### [What the exercise asks]
Copy each line of the listing below exactly.

● ● ● ●

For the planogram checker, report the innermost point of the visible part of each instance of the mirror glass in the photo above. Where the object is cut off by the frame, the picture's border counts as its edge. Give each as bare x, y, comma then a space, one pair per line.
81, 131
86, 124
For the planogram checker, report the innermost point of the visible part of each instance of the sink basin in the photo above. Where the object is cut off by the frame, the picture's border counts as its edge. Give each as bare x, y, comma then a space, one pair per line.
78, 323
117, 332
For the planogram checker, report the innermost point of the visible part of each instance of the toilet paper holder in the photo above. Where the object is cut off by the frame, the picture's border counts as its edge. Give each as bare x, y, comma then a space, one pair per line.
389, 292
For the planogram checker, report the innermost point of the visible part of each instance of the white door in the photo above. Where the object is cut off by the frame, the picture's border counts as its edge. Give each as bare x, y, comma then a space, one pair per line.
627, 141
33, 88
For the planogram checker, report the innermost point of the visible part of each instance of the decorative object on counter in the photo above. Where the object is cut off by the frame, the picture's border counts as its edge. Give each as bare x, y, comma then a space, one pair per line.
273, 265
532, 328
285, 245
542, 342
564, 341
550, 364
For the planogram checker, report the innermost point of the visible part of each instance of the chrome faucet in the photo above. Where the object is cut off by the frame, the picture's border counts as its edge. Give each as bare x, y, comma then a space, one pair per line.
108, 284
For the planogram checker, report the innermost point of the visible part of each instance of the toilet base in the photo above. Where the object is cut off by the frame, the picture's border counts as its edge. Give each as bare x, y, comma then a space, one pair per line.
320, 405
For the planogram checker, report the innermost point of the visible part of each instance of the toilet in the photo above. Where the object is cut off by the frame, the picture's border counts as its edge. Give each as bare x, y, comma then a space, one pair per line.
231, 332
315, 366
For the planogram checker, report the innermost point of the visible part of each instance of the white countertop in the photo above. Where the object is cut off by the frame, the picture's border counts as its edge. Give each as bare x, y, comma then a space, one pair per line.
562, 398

● ● ● ●

### [Task solution]
For the planogram checker, report the innermost point of the visible part of each instance of the mirror glass in the photo above. Where the object is cut off by the frame, the picture's border counts as its edge. Give each as bare x, y, comma then a space, one pair per line.
81, 131
86, 124
For the planogram checker, report the innermost point of the visible part of each instance of the sink basin in the photo above. Where the object is cut off by the frame, the picture's border counts as its edge. Give each as bare x, y, comma then a space, one pair per line.
78, 323
117, 332
For the planogram checker, report the innermost point of the visible part of each instance of the toilet paper holder in the photo above. Where the object is cut off by the frame, the picture's border counts as its edge. Give each as bare x, y, comma then a space, one pair per line.
389, 292
For the planogram checker, report the innermost point of the visible part of each instance of the white door in the photo above. Where the object is cut off by the frame, the picture's border counts as its edge. Give each as bare x, y, comma then a space, one pair per line.
627, 141
33, 88
For the planogram checker, report the innermost point of the visible part of each instance of the decorative object on counter in the photo above. Where the object is cut off by the frame, the picture's border counts as its edge. Give each as bare x, y, comma then a space, one pair per line.
273, 265
532, 328
285, 245
542, 342
564, 341
550, 364
For the planogram checker, report the innermost point of the visible part of each instance of the chrome faucet in the photo above. Where the object is cut off by the frame, the picture's border counts as its edge. Give each as bare x, y, comma then a space, one pair per line.
108, 284
For the planogram checker, report the innermost point of the visible part of each instance of the toilet base in the photo above. Where the object is cut off by the frame, the picture's border counts as its edge. Give each as bare x, y, comma then a space, one pair per line.
320, 405
For the planogram checker, report the innermost point of the visible part of each instance of the toilet in the photo above. Where the object is cut off by the frame, the picture's border counts as its edge. Give each as bare x, y, comma then a space, one pair per line.
231, 332
315, 366
For the planogram checker, report the innermost point of the visible part of each instance of the white countertop in the photo above. Where the object is cut off by the frame, the picture's border counts as its edge. Give each as bare x, y, comma then a space, one pair per line.
562, 398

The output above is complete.